■ **Selected excerpt**:
Now we can set up the Bayes' Rule computation:
- \( P(B|A) \) is the probability that I have COVID, given that my test was negative.
- \( P(A|B) \) is the probability that the test is negative, given that I have COVID -- that's the false negative rate, 0.1
- \( P(B) \) is the probability that I have COVID without any additional information -- it's our base rate, 0.05.
- \( P(A|\neg B) \) is the probability that my test is negative given that I DON'T have COVID -- it's the complement of our false positive rate, which is 1.0
- \( P(\neg B) \) is the complement of the base rate -- 0.95
Now we plug and chug, using the "expanded" version of Bayes' Rule:
\[ P(B|A) = \frac{0.1 \cdot 0.05}{0.1 \cdot 0.05 + 1.0 \cdot 0.95 } = \frac{0.005}{0.005 + 0.95} = 0.005 \]
Let's take a moment and appreciate what we did here. If we chose a person randomly from the population, there is a 5% chance they have COVID. And then we tested them -- and their test was negative. This gave us additional information about the situation, and with that additional information, there is now a 0.5% chance they have COVID. Becuase the test was perfect, we are still not 100% sure -- but we are substantially more sure about the probability.
In other words, we started with a prior view or hypothesis about the world. We got more information. And we used that information to update our hypothesis. More specifically, we call \( P(B) \) in the example above our prior probability -- our view of the world before we get more information -- and \( P(B|A) \) is the posterior probability, our view of the world after we get more information.
And one more thing. "Getting more information" can be a genetic test, but there's lots of other "more information" that we can use to update our priors. We'll see a number of examples in this chapter's problems, and even more through the rest of the semester.

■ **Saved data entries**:
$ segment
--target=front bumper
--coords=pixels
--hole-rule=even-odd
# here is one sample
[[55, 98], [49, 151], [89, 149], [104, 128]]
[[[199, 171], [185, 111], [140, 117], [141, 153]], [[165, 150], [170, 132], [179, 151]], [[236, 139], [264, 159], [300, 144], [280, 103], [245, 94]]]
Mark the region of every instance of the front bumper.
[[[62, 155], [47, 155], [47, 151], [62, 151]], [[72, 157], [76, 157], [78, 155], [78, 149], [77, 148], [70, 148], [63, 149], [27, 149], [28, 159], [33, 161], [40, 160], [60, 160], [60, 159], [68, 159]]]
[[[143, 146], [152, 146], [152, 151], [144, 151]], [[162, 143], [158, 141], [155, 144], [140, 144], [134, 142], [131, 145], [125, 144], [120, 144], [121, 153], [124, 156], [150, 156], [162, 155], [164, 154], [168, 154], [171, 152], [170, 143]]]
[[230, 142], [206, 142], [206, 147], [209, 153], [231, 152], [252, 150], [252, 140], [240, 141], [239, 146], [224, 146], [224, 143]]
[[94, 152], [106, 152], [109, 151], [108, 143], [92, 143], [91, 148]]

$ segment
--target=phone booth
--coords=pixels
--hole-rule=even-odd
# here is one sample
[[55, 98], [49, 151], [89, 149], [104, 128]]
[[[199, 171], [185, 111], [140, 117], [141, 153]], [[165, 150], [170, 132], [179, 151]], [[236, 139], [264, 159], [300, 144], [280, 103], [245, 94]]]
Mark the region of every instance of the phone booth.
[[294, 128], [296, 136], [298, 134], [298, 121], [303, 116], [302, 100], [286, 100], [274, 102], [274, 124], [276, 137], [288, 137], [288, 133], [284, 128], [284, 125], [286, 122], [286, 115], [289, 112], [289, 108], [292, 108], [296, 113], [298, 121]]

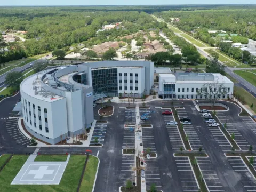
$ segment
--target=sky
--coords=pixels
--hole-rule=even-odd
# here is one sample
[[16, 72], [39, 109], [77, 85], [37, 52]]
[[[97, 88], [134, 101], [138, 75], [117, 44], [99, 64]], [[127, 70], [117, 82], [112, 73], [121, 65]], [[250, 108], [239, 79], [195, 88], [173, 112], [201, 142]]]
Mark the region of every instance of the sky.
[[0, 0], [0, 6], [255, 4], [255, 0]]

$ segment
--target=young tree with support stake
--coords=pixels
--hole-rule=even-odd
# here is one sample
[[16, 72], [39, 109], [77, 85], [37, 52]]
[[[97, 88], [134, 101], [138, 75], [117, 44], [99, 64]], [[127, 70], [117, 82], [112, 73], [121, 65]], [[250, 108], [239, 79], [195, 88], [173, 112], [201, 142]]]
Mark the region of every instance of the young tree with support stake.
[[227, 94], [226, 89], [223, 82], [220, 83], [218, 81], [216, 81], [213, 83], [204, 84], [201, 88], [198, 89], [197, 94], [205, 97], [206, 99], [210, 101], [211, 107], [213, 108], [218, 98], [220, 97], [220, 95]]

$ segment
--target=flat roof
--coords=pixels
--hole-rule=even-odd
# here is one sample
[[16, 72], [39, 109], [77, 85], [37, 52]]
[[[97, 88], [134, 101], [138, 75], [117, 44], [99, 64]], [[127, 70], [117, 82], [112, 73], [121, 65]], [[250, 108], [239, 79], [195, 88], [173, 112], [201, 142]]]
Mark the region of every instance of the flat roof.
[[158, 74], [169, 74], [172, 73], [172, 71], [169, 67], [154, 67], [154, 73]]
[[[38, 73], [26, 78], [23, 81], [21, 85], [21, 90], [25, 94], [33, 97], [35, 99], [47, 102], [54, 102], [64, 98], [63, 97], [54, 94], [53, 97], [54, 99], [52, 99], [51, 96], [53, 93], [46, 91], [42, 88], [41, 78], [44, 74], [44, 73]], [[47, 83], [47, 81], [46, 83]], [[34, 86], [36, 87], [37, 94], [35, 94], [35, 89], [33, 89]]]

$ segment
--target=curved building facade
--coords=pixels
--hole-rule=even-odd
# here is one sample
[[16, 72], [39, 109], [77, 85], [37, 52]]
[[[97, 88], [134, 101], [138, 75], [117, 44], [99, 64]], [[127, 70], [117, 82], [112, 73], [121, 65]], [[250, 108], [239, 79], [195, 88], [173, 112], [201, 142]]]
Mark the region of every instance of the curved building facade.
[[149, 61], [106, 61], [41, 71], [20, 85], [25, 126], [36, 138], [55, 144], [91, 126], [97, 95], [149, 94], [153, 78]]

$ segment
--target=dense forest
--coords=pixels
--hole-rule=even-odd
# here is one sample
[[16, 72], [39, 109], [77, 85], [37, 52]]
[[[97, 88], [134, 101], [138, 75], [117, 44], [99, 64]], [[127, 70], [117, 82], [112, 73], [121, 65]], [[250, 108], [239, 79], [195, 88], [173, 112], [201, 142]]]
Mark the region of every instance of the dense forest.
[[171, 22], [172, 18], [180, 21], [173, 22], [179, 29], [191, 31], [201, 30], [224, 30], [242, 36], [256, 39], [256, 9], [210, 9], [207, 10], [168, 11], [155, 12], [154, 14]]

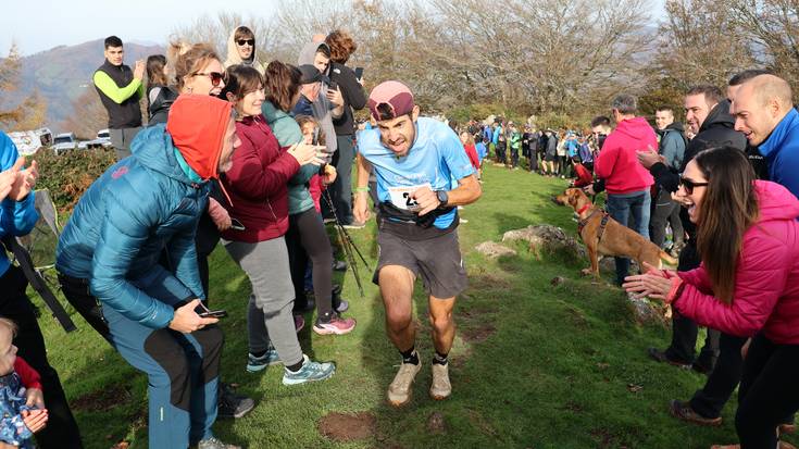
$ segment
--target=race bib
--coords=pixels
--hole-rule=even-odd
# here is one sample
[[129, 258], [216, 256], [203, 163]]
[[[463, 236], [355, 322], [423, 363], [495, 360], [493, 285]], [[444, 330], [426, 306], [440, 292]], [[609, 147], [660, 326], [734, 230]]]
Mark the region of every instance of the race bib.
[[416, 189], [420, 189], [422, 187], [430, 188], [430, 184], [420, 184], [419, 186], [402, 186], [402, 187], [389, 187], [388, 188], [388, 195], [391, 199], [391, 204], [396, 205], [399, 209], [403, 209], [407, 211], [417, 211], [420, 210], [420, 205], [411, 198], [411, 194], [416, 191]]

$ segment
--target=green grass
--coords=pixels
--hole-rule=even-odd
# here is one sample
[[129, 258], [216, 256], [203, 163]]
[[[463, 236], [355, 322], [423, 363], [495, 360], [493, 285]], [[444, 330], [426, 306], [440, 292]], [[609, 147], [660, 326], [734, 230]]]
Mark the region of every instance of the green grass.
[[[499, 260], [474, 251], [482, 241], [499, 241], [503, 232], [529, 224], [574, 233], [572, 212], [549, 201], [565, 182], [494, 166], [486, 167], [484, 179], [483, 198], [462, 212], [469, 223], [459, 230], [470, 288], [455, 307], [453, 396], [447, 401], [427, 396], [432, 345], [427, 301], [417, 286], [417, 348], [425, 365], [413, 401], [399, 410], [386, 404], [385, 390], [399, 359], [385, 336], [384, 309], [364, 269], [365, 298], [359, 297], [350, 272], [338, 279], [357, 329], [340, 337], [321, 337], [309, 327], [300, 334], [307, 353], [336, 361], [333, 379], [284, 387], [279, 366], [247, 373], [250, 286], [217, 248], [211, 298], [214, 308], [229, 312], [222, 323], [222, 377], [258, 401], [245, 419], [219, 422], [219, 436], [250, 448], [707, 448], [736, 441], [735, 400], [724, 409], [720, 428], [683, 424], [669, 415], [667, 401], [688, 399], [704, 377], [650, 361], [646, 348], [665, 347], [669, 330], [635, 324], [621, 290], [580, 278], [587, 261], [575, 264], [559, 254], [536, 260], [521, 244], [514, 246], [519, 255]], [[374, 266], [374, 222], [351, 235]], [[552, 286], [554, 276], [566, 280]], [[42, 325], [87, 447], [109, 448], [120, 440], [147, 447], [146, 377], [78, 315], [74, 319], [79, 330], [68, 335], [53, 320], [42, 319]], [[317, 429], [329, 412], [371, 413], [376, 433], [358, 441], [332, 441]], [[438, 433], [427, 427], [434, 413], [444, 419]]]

■ **Assigned task**: Can you print the part of the Bayes' Rule excerpt from "In other words, we" up to and including "of the semester."?

■ **Your response**:
In other words, we started with a prior view or hypothesis about the world. We got more information. And we used that information to update our hypothesis. More specifically, we call \( P(B) \) in the example above our prior probability -- our view of the world before we get more information -- and \( P(B|A) \) is the posterior probability, our view of the world after we get more information.
And one more thing. "Getting more information" can be a genetic test, but there's lots of other "more information" that we can use to update our priors. We'll see a number of examples in this chapter's problems, and even more through the rest of the semester.